Records of labeled points >>
● ● ● ● ●
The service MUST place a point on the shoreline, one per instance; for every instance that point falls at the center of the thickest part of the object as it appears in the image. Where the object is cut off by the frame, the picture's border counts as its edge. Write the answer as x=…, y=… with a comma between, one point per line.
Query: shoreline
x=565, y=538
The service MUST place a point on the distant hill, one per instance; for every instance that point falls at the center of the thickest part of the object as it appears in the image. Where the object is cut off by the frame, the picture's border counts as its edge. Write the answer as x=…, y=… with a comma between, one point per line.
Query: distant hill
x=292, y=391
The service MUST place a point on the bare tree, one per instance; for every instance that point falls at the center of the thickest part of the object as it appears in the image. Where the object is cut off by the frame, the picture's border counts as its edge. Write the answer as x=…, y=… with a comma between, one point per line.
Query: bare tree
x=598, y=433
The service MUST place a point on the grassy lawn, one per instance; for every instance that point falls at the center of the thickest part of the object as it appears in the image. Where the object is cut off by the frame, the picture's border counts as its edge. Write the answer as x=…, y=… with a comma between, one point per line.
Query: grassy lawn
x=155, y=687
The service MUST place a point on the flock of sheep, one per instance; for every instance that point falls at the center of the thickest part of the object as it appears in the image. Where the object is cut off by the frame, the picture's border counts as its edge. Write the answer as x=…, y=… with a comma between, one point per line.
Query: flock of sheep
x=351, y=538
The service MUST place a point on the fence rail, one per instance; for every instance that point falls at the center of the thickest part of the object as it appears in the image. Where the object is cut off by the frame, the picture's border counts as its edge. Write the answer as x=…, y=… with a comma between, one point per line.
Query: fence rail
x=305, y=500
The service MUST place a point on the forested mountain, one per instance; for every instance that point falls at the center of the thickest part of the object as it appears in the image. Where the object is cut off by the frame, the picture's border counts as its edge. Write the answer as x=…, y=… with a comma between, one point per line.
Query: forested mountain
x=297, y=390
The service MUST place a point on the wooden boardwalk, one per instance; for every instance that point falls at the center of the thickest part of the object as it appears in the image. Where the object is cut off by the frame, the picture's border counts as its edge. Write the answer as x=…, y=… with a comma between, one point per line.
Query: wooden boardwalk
● ● ● ● ●
Prompt >>
Reproduce only the lines running from the one with "The service MUST place a point on the forested" through the final line of the listing above, both ends included.

Solution to this exercise >>
The service MUST place a point on the forested mountain, one per instance; for every instance that point falls at the center of the thickest part of the object as it appears in the image. Where the object is cut off by the frame, the picture's border counts as its edge. Write the answer as x=…, y=… with a comma between, one point per line.
Query: forested mountain
x=297, y=390
The service MUST place a point on the wooden boardwalk, one per instance; for every instance that point falls at the center of the thickest part of the object as it appears in the image. Where the object is cut off by the frame, the picture's border counts as its edge. Write the answer as x=…, y=… with a comma between, one point per line.
Query: wooden boardwalk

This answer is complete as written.